== Data excerpts ==
──────
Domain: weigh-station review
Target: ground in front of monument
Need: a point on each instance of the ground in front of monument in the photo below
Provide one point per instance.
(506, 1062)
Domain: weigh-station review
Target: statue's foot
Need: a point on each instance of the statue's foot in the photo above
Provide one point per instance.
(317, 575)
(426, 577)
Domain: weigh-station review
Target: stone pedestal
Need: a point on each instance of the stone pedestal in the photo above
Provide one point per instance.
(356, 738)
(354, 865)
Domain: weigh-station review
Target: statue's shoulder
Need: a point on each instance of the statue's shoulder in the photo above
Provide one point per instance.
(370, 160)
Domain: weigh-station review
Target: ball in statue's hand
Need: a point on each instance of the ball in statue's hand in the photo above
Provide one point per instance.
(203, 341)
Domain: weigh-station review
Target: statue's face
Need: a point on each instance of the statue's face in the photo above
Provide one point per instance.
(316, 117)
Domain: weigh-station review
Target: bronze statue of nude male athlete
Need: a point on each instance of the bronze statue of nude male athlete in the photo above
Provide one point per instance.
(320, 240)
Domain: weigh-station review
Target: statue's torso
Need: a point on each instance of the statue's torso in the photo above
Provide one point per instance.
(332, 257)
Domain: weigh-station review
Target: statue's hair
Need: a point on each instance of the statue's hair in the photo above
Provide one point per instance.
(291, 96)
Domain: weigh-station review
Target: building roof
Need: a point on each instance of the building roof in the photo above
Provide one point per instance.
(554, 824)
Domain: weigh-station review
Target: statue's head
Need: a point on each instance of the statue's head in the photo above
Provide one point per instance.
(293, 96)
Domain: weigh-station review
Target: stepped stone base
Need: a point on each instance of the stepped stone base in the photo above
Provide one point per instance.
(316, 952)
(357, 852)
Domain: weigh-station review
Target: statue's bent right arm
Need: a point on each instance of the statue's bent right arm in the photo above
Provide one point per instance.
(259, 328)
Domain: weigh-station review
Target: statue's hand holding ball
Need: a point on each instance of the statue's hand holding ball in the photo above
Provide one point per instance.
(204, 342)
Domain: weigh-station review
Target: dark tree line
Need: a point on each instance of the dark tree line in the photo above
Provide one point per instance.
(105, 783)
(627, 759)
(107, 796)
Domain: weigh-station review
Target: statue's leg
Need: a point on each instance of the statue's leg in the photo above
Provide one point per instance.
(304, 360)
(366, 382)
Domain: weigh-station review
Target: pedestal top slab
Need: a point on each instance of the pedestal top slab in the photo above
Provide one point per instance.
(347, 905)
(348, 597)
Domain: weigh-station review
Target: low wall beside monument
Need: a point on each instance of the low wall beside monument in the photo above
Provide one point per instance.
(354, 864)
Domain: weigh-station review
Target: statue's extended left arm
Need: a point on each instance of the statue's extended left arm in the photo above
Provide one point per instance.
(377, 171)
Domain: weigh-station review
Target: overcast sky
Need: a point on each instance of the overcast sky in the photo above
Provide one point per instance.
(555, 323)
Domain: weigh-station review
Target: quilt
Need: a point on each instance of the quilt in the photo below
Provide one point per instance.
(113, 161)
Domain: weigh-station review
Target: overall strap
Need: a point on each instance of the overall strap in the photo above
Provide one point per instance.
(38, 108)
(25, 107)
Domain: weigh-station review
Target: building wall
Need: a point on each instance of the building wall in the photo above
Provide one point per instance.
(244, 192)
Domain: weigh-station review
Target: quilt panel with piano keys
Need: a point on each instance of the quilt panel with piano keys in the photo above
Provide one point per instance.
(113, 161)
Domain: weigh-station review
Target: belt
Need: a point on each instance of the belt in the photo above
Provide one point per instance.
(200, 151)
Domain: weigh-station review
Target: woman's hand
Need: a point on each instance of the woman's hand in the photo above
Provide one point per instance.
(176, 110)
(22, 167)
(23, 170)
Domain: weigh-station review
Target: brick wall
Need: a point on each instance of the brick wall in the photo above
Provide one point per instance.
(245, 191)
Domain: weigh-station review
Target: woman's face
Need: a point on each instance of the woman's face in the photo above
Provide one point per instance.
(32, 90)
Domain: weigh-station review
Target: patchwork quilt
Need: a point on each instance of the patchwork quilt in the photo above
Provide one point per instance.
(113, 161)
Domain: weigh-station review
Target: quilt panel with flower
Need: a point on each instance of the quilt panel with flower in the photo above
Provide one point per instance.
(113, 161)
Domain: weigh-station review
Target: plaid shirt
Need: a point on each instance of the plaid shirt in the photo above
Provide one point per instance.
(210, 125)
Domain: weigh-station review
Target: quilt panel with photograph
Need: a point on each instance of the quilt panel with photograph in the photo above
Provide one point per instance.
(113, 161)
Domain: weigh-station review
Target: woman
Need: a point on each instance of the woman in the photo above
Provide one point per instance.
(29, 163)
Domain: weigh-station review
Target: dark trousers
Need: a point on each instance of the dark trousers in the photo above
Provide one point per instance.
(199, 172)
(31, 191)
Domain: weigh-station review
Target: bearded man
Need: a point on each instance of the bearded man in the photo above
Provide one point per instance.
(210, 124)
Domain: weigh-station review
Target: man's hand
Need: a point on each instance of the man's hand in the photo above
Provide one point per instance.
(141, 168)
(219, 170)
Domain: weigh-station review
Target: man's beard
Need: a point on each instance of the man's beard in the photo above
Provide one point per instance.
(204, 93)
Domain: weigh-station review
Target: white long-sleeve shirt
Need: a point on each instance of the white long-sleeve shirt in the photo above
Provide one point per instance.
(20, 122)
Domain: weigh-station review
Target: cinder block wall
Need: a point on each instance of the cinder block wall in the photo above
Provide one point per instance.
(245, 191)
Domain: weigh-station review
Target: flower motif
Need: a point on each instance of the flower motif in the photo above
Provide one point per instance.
──────
== Work to be completed ==
Above are some records; extract every one of them exactly.

== Solution for this exercise ==
Domain: weigh-station review
Target: ground in front of monument
Need: a point on each instance of the ground in front of monument in the photo below
Provide one point per instance.
(506, 1062)
Domain: weigh-station review
Target: statue's foot
Need: a point on each instance of the statue's foot in the photo above
Provide one point per instance.
(317, 575)
(426, 577)
Domain: weigh-station review
Target: stone pedestal
Need: a point on each instance of the stone pedestal in the photo above
Provide one point per instance.
(356, 738)
(354, 865)
Domain: weigh-station review
Target: statue's shoulder
Need: a point on each instance of the statue's shoulder in the photo above
Provide one point per instance.
(370, 160)
Domain: weigh-station review
Target: ball in statue's hand
Need: a point on each instance of the ball in statue's hand in the photo above
Provide one point per instance.
(203, 341)
Domain: weigh-station review
Target: statue's face
Need: a point on each instance of the statue's face in the photo above
Provide one point per instance.
(316, 117)
Domain: weigh-station review
Target: bronze statue of nude male athlete
Need: a point on each instance of the bronze statue of nude male athlete in the photo above
Provide one point per instance.
(320, 240)
Domain: weigh-station review
Target: statue's torso
Need: a point on each instance of the statue's torso in the photo above
Provide one point per instance.
(332, 257)
Domain: weigh-station review
Target: statue's hair
Need: a point on each instance of the statue's hair in the photo above
Provide one point per instance.
(291, 96)
Domain: weigh-station review
Target: building roof
Need: a point on each instance of the building roof in the photo above
Provide one point per instance.
(554, 824)
Domain: weigh-station review
Target: statue's head
Need: a point on each instance of the statue's head in the photo above
Provide one point per instance.
(293, 96)
Domain: weigh-station review
Target: stepped stone base
Need: a point on each instance of the stepped stone base in the photo above
Provide one point per instance.
(316, 952)
(357, 852)
Domain: weigh-station review
Target: statue's bent right arm
Need: a point on each instance of the statue's bent right arm in the photo above
Provide one point per instance.
(259, 328)
Domain: weigh-station review
Target: statue's hand holding ball
Need: a point on each instance of the statue's hand holding ball in the photo above
Provide one point per instance.
(204, 342)
Domain: weigh-station review
Target: dark tree line
Need: a point on each instance of the dark tree line in the photo above
Provide one point per instance.
(105, 783)
(627, 759)
(107, 796)
Domain: weigh-station review
Target: statue's leg
Need: a point on each instance of the statue's leg in the photo above
Provide one point per instance.
(304, 360)
(366, 382)
Domain: weigh-station review
Target: pedestal top slab
Need: a point on each instance of the pedestal top slab in the photo above
Provide one point per instance.
(347, 905)
(348, 597)
Domain: weigh-station review
Target: low wall beside monument
Need: a point on each instance of the low wall beside monument in the photo above
Provide one point per instance.
(354, 864)
Domain: weigh-station review
Target: statue's extended left arm
Need: a point on each instance of the statue's extended left arm in the photo above
Provide one point per instance.
(377, 171)
Domain: weigh-station review
Target: overcast sky
Need: a point on each instance of the overcast sky in the photo above
Provide one point per instance.
(555, 323)
Domain: weigh-station review
Target: quilt
Need: a point on each instance of the quilt in the photo below
Provide one point per instance.
(113, 161)
Domain: weigh-station review
Target: overall strap
Need: a point on each instance of the overall strap in the photo above
Provide one point per instance.
(38, 108)
(25, 107)
Domain: weigh-station review
Target: building wall
Need: a point on each instance of the building wall in the photo above
Provide one point per instance.
(244, 192)
Domain: weigh-station review
Target: quilt panel with piano keys
Need: a point on each instance of the quilt panel with piano keys in the photo above
Provide one point per instance.
(113, 161)
Domain: weigh-station review
Target: belt
Need: a point on each instance of the belt in the photo above
Provide one point per instance.
(200, 151)
Domain: weigh-station review
Target: woman's hand
Need: a point on each instance of the woman's hand in the photo above
Provide one point per instance.
(176, 110)
(22, 167)
(23, 170)
Domain: weigh-station review
Target: brick wall
Need: a point on each instance of the brick wall in the photo above
Provide one point per instance.
(245, 191)
Domain: weigh-station review
Target: woman's face
Need: a point on each instance of the woman's face in the photo above
Provide one point per instance.
(32, 90)
Domain: weigh-station review
Target: patchwork quilt
Need: a point on each instance of the patchwork quilt in the photo above
Provide one point per instance.
(113, 161)
Domain: weigh-station review
Target: quilt panel with flower
Need: a point on each instance of the quilt panel with flower in the photo above
Provide one point per instance.
(113, 161)
Domain: weigh-station review
Target: plaid shirt
Need: a point on each instance of the plaid shirt in the photo above
Provide one point per instance.
(210, 125)
Domain: weigh-station review
Target: quilt panel with photograph
Need: a point on each instance of the quilt panel with photograph in the photo above
Provide one point per instance.
(113, 161)
Domain: weigh-station review
Target: woman
Need: a point on each instance of the woman in the photo above
Provide one point per instance.
(29, 163)
Domain: weigh-station review
Target: dark trousers
Need: a point on each instance of the dark trousers in the photo above
Provide one point per instance.
(199, 172)
(31, 191)
Domain: weigh-station review
Target: bearded man
Need: a point on each instance of the bearded man in the photo above
Provide one point per instance.
(210, 124)
Domain: weigh-station review
Target: man's hand
Need: a point on each instance of the man's hand in the photo above
Provide one point per instance.
(141, 168)
(219, 170)
Domain: weigh-station review
Target: man's beard
Need: a point on each instance of the man's beard in the photo above
Provide one point per instance.
(204, 93)
Domain: weigh-station review
Target: white long-sleeve shirt
Need: a point on each instance of the white long-sleeve shirt in the photo above
Provide one point per instance.
(20, 122)
Domain: weigh-station review
Target: cinder block wall
Need: a point on each instance of the cinder block wall in the photo above
Provide one point per instance.
(245, 191)
Domain: weigh-station review
Target: flower motif
Need: a point on each instance of the flower motif in the photo above
Provide one point per instance.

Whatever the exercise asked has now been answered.